▸ **Aim of the task**:
Carry the article below on Gass's blade-stopping table saw technology forward, continuing it after its last sentence.

▸ **Source extract**:
Gass, who has a doctorate in physics from UC San Diego and a law degree from UC Berkeley, said he was using a table saw in his Wilsonville, Ore., wood shop in 1999 “when the idea came to me: Could you stop a blade fast enough to avoid serious injury?”
Over the next five years, he developed a technology that can halt a saw blade whirling at 4,000 revolutions per minute within one-hundredth of a second after human flesh touches the teeth. The invention’s central component is a sensor that can detect changes in electrical conductivity. If it detects a change associated with human flesh, it halts the blade’s spinning by applying a powerful brake.
Gass’ company, SD3 of Tualatin, Ore., has sold about 35,000 SawStop table saws in the last eight years. Gass said his technology or something similar could add as much as $75 to the cost of manufacturing a table saw, which currently sell for $220 to $3,500.

▸ **Provided material**:

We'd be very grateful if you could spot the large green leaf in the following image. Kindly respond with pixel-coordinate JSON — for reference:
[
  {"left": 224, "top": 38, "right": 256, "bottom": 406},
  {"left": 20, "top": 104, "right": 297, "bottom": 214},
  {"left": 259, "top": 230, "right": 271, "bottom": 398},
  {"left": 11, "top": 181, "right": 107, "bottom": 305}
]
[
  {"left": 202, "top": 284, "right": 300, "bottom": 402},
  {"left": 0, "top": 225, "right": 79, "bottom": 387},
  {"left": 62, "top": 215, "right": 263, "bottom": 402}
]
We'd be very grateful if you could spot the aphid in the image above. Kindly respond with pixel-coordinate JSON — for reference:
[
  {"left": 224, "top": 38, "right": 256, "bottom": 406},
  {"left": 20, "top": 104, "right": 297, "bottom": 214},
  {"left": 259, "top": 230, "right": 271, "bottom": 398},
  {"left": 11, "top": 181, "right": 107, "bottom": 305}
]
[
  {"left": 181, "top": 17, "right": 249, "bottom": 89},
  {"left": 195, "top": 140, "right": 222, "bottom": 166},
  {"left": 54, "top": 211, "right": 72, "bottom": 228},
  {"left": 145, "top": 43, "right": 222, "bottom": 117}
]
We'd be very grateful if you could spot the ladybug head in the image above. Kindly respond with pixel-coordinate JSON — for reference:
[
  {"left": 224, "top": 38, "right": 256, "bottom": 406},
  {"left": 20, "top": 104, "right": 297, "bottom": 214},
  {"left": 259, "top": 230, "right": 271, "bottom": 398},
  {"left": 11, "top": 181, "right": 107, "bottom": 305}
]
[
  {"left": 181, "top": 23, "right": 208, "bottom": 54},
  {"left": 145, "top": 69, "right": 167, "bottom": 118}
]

▸ **Task response**:
The saw’s fans include Doug Pannabecker, 55, a San Jose-area cabinetmaker and the owner of Three Trees Woodshop. Pannabecker, who needed 17 stitches on two fingers after being cut by a conventional saw, bought a SawStop saw in 2007. Two years later, the SawStop prevented a friend of his from having a similar accident.
“He was sawing along and a portion of his thumb touched the blade. “Everything stopped, instantaneous,” Pannabecker recalled. “My father and I looked at his thumb, and there was just a little mark on it. I can’t remember if it even had a Band-Aid.”
Federal regulators have taken notice as well. The Consumer Product Safety Commission voted Oct. 5 to begin pursuing national performance standards for table saws, in part because of the success of Gass’ SawStop in reducing injuries.
The technology “seems to virtually eliminate the amputations and severe lacerations that result from contact with a blade saw,” Commissioner Robert S. Adler said at the October meeting.
With those kinds of endorsements, Gass said he hired a Sacramento lobbyist in January to persuade lawmakers to pass a saw safety bill, similar to previous California mandates for the use of automobile seat belts, motorcycle helmets and other consumer protection innovations.
Passing a law in California would spur change in the power tool industry faster than waiting for the national regulators, who have been studying table-saw safety since 2003, he said.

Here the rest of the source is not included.